#### Exercise brief:
Two lines in the data below mark the range: the one with "Where can the rusty" and the one with "Where can the tall". Return both, along with every line between them, exactly.

##### Listed records

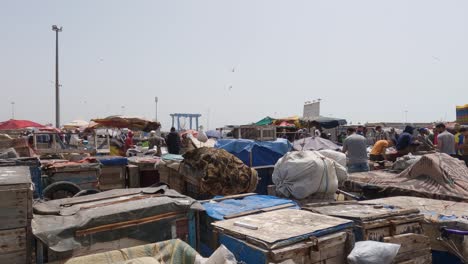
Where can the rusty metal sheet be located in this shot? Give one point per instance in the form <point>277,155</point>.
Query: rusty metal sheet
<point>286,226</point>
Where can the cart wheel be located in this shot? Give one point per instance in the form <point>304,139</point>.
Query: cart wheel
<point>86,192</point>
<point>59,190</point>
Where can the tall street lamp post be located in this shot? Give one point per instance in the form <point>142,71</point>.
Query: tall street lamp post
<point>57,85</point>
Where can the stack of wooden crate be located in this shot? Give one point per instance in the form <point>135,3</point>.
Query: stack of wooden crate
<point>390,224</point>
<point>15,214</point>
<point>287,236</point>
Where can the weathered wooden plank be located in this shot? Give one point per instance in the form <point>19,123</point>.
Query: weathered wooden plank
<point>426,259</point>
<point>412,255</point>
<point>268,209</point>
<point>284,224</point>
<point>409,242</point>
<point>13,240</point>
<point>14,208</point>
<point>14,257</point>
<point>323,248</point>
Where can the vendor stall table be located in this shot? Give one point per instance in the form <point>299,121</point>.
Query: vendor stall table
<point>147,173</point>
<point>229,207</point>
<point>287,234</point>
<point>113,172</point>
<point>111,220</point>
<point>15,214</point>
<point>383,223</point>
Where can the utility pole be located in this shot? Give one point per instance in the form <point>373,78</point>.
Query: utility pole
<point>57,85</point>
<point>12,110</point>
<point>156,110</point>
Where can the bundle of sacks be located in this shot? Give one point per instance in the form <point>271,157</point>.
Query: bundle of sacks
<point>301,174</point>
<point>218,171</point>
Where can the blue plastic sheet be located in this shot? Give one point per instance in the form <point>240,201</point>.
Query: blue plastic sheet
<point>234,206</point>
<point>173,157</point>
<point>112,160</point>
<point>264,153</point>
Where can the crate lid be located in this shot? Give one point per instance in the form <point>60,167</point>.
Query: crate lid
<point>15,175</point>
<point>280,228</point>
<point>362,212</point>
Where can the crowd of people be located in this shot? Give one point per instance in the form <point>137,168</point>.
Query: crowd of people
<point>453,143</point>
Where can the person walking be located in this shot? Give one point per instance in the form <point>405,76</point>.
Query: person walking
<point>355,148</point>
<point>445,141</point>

##########
##### Listed records

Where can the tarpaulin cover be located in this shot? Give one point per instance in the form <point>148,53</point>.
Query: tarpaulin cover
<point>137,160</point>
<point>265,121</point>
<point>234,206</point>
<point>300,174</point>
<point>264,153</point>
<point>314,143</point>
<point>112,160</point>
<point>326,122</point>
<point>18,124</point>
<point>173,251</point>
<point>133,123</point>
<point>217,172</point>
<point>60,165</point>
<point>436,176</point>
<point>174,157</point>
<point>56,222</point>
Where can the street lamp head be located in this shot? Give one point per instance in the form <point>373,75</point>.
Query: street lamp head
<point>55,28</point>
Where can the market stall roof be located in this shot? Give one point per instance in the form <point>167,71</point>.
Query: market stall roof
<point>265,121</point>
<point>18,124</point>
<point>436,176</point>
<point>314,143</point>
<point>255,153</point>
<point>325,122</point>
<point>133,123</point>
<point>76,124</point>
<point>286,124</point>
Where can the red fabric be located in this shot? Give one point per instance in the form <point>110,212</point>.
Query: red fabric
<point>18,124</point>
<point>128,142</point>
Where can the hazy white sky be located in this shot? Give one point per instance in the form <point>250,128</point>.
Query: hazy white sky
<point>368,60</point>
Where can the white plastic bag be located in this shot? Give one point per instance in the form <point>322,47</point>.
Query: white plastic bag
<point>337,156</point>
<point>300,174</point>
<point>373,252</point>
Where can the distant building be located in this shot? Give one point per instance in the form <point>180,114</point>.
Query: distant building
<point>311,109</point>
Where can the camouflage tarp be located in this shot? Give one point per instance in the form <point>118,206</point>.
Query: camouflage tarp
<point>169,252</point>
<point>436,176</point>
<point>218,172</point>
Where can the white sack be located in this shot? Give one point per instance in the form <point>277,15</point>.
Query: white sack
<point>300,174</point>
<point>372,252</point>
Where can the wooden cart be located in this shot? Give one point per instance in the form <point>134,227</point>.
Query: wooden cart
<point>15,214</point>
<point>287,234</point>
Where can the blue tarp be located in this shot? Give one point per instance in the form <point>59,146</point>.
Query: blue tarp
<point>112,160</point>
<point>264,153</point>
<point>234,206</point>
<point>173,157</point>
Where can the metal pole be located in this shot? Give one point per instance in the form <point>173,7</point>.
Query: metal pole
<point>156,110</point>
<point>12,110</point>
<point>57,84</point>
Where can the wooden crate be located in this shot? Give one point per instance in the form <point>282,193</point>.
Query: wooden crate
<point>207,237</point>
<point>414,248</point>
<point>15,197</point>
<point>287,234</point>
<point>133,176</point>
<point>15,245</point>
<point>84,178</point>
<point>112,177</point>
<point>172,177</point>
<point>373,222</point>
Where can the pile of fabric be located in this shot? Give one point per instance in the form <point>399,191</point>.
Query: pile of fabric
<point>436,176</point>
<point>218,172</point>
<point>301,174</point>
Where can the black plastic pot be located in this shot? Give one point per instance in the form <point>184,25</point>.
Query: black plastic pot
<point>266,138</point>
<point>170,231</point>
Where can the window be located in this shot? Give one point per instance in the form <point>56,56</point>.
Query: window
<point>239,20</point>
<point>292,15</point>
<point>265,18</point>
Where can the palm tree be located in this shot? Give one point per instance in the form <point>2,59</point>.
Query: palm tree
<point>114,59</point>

##########
##### Listed records

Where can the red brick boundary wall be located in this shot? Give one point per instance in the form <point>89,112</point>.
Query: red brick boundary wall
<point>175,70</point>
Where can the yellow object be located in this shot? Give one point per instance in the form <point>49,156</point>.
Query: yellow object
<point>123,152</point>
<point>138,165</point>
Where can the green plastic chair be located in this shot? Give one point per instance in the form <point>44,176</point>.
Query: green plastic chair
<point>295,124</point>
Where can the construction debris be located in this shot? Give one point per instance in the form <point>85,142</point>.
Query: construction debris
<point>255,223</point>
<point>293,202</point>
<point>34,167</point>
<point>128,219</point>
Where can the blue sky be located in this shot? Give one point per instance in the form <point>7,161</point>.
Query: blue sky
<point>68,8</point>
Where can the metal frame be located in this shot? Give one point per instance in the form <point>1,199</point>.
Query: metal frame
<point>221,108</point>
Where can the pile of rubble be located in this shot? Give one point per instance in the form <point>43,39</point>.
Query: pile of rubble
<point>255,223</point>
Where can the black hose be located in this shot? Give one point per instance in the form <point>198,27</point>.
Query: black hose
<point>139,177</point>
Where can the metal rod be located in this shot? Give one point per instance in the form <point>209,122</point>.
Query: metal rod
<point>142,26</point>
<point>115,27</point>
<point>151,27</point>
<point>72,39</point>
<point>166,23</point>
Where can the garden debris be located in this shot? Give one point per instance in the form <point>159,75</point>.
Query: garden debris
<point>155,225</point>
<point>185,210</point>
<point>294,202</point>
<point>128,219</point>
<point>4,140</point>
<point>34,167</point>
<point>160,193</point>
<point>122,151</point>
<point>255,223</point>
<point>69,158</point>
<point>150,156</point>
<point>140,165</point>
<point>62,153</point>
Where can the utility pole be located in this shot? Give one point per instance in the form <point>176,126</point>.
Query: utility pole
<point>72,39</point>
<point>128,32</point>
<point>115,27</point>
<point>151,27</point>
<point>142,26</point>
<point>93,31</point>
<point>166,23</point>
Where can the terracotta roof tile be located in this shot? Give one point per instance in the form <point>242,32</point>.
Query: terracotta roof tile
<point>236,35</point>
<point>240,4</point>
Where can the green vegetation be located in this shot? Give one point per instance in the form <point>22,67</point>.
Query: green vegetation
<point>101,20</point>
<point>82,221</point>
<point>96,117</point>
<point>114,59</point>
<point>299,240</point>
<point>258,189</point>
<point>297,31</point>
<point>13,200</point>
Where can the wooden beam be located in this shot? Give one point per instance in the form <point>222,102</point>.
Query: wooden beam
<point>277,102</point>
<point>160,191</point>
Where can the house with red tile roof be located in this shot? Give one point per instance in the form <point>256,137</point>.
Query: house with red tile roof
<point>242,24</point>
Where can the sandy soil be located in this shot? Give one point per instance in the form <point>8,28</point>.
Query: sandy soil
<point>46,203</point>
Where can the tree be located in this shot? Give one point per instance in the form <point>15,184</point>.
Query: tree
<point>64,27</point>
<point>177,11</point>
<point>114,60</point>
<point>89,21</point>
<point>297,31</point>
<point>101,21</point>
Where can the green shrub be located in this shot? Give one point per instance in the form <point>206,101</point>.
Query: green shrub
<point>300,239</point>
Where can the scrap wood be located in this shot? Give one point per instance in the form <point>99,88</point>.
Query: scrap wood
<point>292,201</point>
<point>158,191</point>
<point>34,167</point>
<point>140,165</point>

##########

#### Solution for this exercise:
Where can the rusty metal sheet be located in this shot? Give one point per instance in the form <point>277,155</point>.
Query: rusty metal sheet
<point>286,226</point>
Where can the cart wheel be located in this shot? Give one point per instance in the form <point>304,139</point>.
Query: cart wheel
<point>86,192</point>
<point>59,190</point>
Where can the tall street lamp post be located in this shot? Give one point per instance in the form <point>142,71</point>.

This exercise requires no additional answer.